* WORK INSTRUCTIONS
**a.** Transcribe the passage of the glibc text below from "I refuse to" up to and including "of supporting DFP.".
**b.** Answer each question from the glibc text below:
(i) Who implemented the new interfaces in the libfreebl3 library?
(ii) Whose patch versions preceded the finished generic printf framework?
(iii) Under what condition is libfreebl3 used when libcrypt is built?
**c.** In the glibc text below, name every function whose declaration begins with "int register_printf_".

* PAGE TEXT
To get compliance for the whole system every implementation of the crypto and hash functions would have to be certified. This is an expensive and time-consuming process. The alternative is to use everywhere the same implementation. This is what a change to libcrypt now allows.
Since NSS is already certified we can just use the implementation of the hash functions from the NSS libraries in the implementation of crypt(3) in libcrypt. Bob Relyea implemented a set of new interfaces in the libfreebl3 library to allow the necessary low-level access and freed libfreebl3 from dependencies on NSPR.
By default libcrypt is built as before. Only with the appropriate configure option is libfreebl3 used. There are no visible changes (except the dependency on libfreebl3) so users should not have to worry at all.
Combine this with the new password hashing I’ve developed almost two years ago and we have now fully certified password handling.
printf hooks
Certain special interest groups subverted the standardization process (again) and pressed through changes to introduce in the C programming language extensions to support decimal floating point computations. 99.99% of all the people will never use this stuff and still we have to live with it.
I refuse to add support for this to glibc because these extensions are not (yet) in the official language standard. And maybe even after that we’ll have it separately.
But the DFP extension call for support in printf. The normal floating-point formats cannot be used. New modifiers are needed.
The printf in glibc has for the longest time a way to extend it. One can install handlers for additional format specifiers. Unfortunately, this extension mechanism isn’t generic enough for the purpose of supporting DFP.
After a couple of versions of a patch from Ryan Arnold I finally finished the work and added a generic framework which allows installing additional modifiers and format specifiers.
int register_printf_specifier (int, printf_function, printf_arginfo_size_function) int register_printf_modifier (wchar_t *) int register_printf_type (printf_va_arg_function)
With these interfaces DFP printing functions can live outside glibc and still work as if the support were built in. For an example see my code to print XMM values.

* LISTING

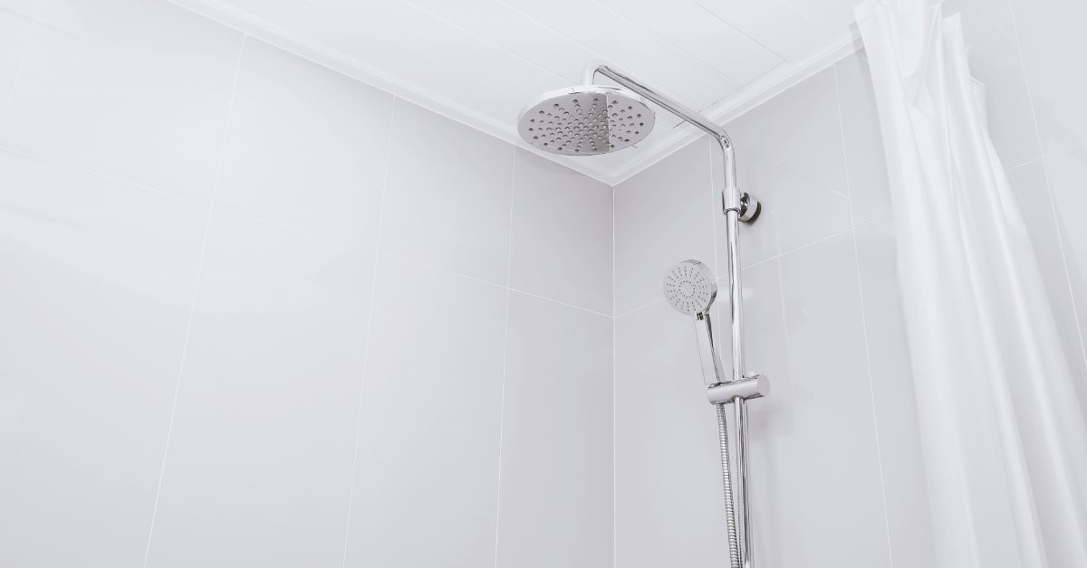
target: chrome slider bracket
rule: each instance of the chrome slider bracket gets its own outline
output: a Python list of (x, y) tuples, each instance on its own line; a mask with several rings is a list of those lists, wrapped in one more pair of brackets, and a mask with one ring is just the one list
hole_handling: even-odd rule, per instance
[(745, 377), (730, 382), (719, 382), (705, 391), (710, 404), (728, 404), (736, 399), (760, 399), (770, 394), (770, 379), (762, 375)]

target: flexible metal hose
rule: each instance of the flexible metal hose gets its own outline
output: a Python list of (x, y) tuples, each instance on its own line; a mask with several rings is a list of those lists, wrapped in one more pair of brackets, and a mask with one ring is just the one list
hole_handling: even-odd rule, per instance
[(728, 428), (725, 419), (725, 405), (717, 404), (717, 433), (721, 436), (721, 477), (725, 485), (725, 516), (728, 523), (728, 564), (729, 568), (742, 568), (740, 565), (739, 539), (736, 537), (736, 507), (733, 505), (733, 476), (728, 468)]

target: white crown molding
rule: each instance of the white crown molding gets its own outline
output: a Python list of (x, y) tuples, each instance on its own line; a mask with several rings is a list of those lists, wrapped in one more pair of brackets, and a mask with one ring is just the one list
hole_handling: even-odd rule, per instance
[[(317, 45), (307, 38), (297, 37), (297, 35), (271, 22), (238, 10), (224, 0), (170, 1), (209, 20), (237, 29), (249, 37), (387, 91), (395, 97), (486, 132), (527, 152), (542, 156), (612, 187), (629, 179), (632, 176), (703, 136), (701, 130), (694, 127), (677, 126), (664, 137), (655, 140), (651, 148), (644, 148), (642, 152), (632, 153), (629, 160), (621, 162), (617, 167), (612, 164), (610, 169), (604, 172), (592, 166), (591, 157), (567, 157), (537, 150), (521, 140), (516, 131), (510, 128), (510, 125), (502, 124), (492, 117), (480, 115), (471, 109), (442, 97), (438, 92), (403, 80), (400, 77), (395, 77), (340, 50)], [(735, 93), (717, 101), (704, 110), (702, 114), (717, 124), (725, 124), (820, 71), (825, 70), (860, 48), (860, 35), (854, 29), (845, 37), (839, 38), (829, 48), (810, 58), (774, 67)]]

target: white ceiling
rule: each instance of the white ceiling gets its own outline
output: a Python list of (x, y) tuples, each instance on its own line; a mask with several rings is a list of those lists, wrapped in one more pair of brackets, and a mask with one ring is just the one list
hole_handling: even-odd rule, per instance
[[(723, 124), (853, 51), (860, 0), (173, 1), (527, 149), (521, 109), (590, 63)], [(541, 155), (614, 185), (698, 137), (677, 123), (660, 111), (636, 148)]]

* REPLIES
**a.**
I refuse to add support for this to glibc because these extensions are not (yet) in the official language standard. And maybe even after that we’ll have it separately.
But the DFP extension call for support in printf. The normal floating-point formats cannot be used. New modifiers are needed.
The printf in glibc has for the longest time a way to extend it. One can install handlers for additional format specifiers. Unfortunately, this extension mechanism isn’t generic enough for the purpose of supporting DFP.

**b.**
(i) Bob Relyea
(ii) Ryan Arnold
(iii) Only with the appropriate configure option

**c.** register_printf_specifier, register_printf_modifier, register_printf_type